**Document extract**:
· · · · ·
Pope ‘moved to tears’ over asylum-seekers

Pope Francis waves next to Bishop Cesare Nosiglia (right) as he arrives to meets patients of the Cottolengo Hospital in Turin on June 21, 2015. PHOTO | MARCO BERTORELLO |

What you need to know:

  • Human beings have been treated like merchandise, says pontiff in Turin tour.
  • Criminal networks have been preying on refugees, exploiting them to pocket government subsidies.

TURIN, Italy

Pope Francis said on Sunday the plight of asylum seekers hoping for a new life in Europe was enough to make him cry, condemning those who treat them “like merchandise”.

Speaking during his first pastoral visit to northern Italy, the pontiff slammed hostility towards migrants arriving by boat from Libya, with European countries bickering over who should be forced to provide shelter to the needy.

“It brings tears to one’s eyes to see the spectacle of these days, in which human beings have been treated like merchandise,” he told the crowds.

He was speaking as Italian Prime Minister Matteo Renzi met his French counterpart Francois Hollande in Milan to discuss the immigration crisis which has seen hundreds of migrants blocked on the border between the two countries.

The head of the world’s 1.2 billion Catholics was in the industrial city in the northwest of the country for a two-day visit which saw him spend time with the poor, sick and marginalised, including prisoners and migrants.

Francis, whose father grew up in the city, was in Turin to pray before the mysterious shroud, believed by Christians to be the burial cloth of Jesus but held by sceptics to be a medieval fake.

Sitting before it in silence in the city’s cathedral, Francis remained with his head bowed in prayer before rising to contemplate up close the linen cloth which bears the faint image of a man who appears to have died by crucifixion.
· · · · ·
**Activities**:
a. Render this sentence from the news report into Spanish: "Pope Francis said on Sunday the plight of asylum seekers hoping for a new life in Europe was enough to make him cry, condemning those who treat them “like merchandise”."
b. Duplicate the section of the news report starting with "The head of" and going on through "died by crucifixion.".
Base every answer on the news report alone.
· · · · ·
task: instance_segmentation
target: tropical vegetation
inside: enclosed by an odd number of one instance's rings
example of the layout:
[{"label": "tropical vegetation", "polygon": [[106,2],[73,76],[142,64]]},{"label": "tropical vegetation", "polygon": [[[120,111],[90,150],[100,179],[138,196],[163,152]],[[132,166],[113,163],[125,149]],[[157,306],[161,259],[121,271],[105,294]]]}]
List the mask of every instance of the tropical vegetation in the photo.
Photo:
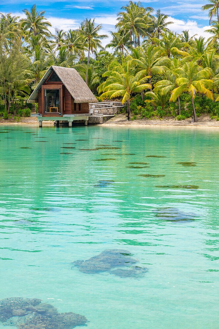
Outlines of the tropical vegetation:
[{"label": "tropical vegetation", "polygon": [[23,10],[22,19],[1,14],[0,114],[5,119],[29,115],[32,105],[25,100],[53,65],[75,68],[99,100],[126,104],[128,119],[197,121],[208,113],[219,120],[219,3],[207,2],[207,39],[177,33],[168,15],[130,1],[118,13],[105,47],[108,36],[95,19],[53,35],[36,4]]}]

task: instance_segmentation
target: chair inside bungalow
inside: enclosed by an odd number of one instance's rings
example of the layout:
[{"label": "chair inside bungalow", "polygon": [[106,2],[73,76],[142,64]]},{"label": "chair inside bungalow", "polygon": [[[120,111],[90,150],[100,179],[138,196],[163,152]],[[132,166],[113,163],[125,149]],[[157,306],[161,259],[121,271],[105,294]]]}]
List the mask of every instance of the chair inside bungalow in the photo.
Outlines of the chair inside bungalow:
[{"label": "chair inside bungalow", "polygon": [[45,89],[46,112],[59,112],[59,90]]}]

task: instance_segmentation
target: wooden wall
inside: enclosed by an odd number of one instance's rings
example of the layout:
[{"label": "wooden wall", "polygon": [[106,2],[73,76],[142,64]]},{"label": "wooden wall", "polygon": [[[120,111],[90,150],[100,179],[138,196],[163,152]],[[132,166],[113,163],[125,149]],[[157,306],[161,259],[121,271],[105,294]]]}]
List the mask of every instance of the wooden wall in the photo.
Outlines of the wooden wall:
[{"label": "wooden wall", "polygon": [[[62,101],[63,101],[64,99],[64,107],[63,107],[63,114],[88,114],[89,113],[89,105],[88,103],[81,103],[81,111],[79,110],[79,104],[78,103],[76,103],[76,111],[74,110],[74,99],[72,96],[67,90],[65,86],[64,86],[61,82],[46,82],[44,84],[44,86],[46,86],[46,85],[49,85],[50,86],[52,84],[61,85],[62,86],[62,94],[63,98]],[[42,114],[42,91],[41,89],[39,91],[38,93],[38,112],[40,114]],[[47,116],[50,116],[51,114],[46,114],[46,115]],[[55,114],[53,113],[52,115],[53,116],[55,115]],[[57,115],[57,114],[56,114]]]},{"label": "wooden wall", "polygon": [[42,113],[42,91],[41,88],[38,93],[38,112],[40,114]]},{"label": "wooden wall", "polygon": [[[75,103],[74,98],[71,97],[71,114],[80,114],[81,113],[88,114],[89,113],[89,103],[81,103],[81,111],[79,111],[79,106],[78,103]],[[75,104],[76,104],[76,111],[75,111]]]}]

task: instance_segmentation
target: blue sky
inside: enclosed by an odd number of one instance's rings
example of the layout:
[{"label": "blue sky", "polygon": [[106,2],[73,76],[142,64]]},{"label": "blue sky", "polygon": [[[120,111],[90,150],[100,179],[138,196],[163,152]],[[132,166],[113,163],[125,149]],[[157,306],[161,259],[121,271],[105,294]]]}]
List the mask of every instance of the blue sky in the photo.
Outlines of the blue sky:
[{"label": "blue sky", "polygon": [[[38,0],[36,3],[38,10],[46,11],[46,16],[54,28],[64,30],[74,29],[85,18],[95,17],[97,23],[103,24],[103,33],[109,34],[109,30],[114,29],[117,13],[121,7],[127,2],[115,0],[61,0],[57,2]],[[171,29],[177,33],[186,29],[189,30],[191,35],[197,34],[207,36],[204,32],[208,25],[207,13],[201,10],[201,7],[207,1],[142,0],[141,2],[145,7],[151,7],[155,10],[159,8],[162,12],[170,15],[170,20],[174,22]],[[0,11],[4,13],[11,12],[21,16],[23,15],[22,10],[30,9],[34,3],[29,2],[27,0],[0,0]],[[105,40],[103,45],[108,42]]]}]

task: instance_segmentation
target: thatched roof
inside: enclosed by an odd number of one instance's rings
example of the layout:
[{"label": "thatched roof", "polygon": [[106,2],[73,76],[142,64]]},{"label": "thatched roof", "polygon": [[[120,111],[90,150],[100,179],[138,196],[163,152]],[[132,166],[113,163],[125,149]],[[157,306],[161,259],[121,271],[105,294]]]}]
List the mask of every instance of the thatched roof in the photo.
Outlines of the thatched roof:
· · · · ·
**Results of the exercise**:
a. El papa Francisco dijo el domingo que la difícil situación de los solicitantes de asilo que esperan una nueva vida en Europa bastaba para hacerlo llorar, y condenó a quienes los tratan "como mercancía".

b.
The head of the world’s 1.2 billion Catholics was in the industrial city in the northwest of the country for a two-day visit which saw him spend time with the poor, sick and marginalised, including prisoners and migrants.

Francis, whose father grew up in the city, was in Turin to pray before the mysterious shroud, believed by Christians to be the burial cloth of Jesus but held by sceptics to be a medieval fake.

Sitting before it in silence in the city’s cathedral, Francis remained with his head bowed in prayer before rising to contemplate up close the linen cloth which bears the faint image of a man who appears to have died by crucifixion.